***** SOURCE RECORDS *****

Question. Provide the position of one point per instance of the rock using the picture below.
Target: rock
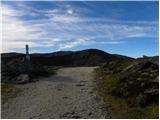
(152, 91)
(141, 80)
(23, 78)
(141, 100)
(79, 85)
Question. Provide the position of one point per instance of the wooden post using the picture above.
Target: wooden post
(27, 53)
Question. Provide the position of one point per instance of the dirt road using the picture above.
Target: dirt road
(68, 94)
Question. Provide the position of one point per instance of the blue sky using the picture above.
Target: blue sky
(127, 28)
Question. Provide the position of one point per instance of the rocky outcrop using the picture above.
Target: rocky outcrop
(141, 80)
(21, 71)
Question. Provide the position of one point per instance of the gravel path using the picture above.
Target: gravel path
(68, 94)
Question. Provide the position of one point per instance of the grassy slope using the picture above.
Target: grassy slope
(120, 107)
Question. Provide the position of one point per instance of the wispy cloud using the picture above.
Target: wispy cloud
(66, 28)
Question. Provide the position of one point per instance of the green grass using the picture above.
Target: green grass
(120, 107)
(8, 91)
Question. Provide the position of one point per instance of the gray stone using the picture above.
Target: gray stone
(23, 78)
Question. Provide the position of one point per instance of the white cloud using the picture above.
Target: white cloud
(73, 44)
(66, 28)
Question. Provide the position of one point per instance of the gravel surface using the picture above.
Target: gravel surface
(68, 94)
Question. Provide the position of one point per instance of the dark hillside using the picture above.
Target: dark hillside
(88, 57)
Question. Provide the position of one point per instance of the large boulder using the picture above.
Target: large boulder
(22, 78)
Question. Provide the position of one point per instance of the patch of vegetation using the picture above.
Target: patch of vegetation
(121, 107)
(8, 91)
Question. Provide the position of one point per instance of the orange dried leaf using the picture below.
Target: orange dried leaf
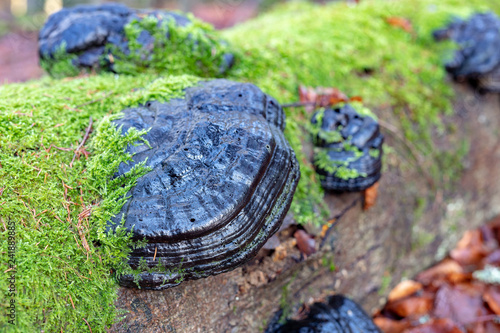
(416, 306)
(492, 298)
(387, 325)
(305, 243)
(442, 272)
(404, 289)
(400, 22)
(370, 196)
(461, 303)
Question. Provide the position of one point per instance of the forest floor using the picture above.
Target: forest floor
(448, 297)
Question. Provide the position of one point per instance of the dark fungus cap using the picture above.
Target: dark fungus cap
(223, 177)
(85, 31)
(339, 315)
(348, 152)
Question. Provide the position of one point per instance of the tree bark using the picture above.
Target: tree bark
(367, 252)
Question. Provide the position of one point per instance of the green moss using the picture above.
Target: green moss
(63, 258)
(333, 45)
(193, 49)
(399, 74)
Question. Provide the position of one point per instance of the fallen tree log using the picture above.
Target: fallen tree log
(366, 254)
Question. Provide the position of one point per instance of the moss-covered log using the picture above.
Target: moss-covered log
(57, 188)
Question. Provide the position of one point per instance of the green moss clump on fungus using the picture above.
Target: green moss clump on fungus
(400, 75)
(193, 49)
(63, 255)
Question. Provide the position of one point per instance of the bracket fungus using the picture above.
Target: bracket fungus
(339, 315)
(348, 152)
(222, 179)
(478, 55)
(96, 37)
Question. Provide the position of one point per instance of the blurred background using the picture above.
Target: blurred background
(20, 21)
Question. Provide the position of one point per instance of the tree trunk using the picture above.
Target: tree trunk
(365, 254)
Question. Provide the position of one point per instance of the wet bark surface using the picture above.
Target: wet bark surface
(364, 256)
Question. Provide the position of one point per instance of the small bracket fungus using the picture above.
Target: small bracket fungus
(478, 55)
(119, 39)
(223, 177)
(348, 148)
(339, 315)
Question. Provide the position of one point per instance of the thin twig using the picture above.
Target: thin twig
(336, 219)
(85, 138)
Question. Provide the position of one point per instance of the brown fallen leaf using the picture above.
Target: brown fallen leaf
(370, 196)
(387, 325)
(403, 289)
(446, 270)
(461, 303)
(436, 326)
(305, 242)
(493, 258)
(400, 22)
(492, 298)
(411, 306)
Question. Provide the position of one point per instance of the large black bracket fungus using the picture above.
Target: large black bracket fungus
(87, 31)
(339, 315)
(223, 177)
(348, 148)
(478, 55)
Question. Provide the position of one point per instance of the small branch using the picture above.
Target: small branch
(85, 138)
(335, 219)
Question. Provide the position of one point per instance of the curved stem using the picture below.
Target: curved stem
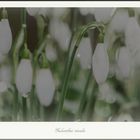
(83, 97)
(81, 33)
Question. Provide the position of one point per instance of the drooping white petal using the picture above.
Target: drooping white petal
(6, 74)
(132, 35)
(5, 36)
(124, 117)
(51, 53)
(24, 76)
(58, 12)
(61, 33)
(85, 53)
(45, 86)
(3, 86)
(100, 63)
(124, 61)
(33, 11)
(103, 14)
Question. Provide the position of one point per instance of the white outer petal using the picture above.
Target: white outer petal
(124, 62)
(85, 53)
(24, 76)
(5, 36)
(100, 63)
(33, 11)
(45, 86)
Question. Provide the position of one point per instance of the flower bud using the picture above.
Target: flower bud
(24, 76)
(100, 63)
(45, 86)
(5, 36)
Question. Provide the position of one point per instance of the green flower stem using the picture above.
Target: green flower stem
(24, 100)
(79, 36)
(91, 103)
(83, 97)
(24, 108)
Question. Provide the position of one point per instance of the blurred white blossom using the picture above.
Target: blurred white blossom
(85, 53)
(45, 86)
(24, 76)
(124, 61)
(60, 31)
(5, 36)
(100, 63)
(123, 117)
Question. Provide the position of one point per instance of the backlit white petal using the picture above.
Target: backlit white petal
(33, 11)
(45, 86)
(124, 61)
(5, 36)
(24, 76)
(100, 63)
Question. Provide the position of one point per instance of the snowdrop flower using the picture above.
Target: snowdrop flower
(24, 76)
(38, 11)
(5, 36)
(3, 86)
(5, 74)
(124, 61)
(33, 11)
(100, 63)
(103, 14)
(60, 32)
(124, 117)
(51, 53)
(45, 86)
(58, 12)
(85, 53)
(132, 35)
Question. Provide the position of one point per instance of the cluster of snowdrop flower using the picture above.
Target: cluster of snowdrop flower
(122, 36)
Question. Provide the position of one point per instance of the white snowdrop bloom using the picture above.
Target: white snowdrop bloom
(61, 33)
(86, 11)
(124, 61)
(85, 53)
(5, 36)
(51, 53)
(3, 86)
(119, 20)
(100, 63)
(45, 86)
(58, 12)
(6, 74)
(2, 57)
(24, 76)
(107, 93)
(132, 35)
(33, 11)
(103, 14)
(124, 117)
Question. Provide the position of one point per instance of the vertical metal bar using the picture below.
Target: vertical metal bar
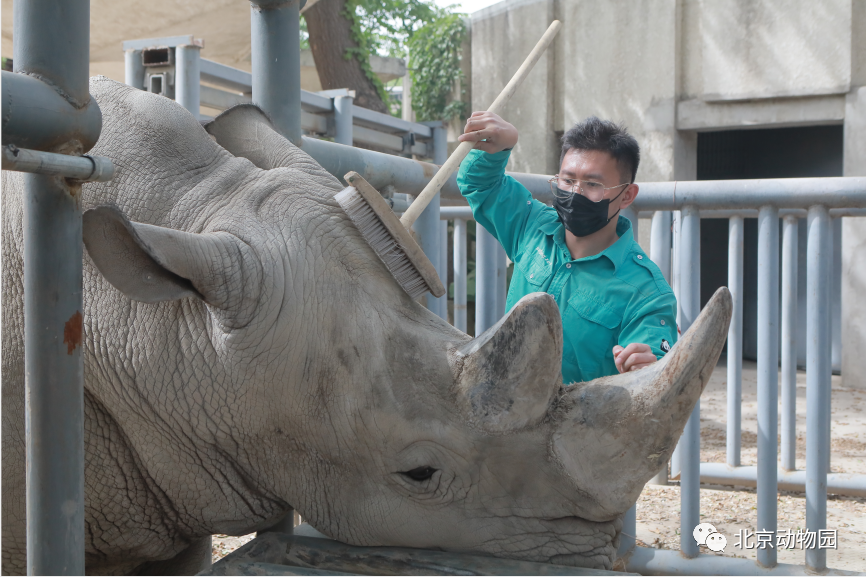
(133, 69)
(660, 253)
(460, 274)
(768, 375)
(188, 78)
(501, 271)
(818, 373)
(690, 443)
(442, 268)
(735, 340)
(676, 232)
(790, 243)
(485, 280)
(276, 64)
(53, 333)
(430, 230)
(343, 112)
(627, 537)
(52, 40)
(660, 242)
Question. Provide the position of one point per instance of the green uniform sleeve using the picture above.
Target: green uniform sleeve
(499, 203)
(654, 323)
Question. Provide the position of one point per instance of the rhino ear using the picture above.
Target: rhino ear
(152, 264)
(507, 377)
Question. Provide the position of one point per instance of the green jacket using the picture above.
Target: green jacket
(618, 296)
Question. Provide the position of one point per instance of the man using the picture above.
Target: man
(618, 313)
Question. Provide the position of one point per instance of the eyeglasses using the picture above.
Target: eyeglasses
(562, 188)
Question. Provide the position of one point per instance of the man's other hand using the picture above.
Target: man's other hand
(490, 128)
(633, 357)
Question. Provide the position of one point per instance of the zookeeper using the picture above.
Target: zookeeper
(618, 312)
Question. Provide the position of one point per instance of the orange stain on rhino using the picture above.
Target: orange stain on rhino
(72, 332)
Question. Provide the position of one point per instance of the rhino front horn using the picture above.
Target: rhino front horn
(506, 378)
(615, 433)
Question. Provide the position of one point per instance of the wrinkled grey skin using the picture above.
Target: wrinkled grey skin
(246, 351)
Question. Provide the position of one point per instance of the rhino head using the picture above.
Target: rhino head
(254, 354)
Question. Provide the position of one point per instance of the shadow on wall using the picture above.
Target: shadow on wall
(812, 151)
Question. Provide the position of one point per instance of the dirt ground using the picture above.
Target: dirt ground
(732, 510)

*****

_PROBLEM TO WORK ON_.
Copy everything from the line containing "head using the picture above." down to the end of the data, with every line included. Shift each coordinate in the answer points by -148.

_SOLUTION FOR THIS TASK_.
Question. Provide the position of one point per instance of the rhino head using the picture above.
Target: rhino head
(106, 206)
Question. Provide the position of one point per instance of the shadow on wall using the picture above.
Target: shadow on wall
(664, 3)
Question. Provide the position of one point per instance of the dirt ground using the picture above.
Target: dirt ground
(584, 362)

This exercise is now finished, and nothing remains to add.